>> BEGIN Dataset

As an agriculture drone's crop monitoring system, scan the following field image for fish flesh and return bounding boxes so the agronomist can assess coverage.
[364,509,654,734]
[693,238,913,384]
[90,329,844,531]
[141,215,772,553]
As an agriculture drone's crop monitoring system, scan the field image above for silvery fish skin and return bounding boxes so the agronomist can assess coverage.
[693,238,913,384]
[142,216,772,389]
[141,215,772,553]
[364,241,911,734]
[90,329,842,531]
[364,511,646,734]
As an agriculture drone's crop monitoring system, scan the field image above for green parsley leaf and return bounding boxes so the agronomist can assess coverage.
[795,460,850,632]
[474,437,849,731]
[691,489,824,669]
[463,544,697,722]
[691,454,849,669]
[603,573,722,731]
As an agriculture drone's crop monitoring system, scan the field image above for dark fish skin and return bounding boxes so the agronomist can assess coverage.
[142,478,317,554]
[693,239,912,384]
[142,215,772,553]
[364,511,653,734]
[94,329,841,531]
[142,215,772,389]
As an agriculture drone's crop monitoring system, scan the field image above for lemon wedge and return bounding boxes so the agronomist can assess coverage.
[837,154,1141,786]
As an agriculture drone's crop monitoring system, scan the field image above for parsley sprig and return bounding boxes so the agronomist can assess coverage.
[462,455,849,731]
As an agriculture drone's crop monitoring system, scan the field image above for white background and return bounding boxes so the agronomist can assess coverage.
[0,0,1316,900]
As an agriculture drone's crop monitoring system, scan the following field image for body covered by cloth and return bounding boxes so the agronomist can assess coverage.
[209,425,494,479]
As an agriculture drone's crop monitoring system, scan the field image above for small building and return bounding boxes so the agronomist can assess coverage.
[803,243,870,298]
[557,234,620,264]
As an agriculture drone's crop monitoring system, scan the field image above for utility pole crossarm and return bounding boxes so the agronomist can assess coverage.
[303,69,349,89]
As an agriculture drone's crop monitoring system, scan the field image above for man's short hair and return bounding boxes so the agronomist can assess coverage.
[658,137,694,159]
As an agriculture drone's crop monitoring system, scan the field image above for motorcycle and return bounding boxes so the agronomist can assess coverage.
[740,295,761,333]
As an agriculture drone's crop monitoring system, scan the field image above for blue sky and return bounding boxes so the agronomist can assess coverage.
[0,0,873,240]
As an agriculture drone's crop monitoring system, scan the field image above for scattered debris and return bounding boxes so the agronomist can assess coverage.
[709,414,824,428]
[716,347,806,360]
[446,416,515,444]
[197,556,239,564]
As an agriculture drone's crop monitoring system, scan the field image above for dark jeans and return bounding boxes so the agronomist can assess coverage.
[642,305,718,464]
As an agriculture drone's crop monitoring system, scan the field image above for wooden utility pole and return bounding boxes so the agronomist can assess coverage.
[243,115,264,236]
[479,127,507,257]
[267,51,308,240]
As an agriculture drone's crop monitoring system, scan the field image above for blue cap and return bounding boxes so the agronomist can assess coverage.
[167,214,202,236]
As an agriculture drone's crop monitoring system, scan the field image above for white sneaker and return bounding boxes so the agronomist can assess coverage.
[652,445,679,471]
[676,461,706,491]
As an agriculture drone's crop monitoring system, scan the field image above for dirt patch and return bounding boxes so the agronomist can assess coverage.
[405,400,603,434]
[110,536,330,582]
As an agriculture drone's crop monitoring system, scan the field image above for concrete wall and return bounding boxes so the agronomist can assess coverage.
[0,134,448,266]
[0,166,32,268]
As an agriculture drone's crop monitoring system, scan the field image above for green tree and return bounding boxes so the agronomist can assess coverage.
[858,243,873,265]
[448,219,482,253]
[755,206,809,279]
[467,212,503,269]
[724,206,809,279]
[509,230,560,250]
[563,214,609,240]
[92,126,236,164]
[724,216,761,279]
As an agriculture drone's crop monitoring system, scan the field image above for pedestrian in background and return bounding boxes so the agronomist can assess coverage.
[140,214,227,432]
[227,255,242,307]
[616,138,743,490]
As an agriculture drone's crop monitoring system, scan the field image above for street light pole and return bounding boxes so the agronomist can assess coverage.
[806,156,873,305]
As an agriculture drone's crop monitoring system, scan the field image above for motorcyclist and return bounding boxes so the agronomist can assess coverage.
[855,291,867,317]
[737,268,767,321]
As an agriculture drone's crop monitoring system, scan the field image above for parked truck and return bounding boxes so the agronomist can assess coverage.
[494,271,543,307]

>> END Dataset

Find every line above that contains the word "small", and copy each of those lines out in full.

As an agriculture drone's crop monitoring system, scan the field image above for small building and return bounding boxes so the agronomist can assess coverage.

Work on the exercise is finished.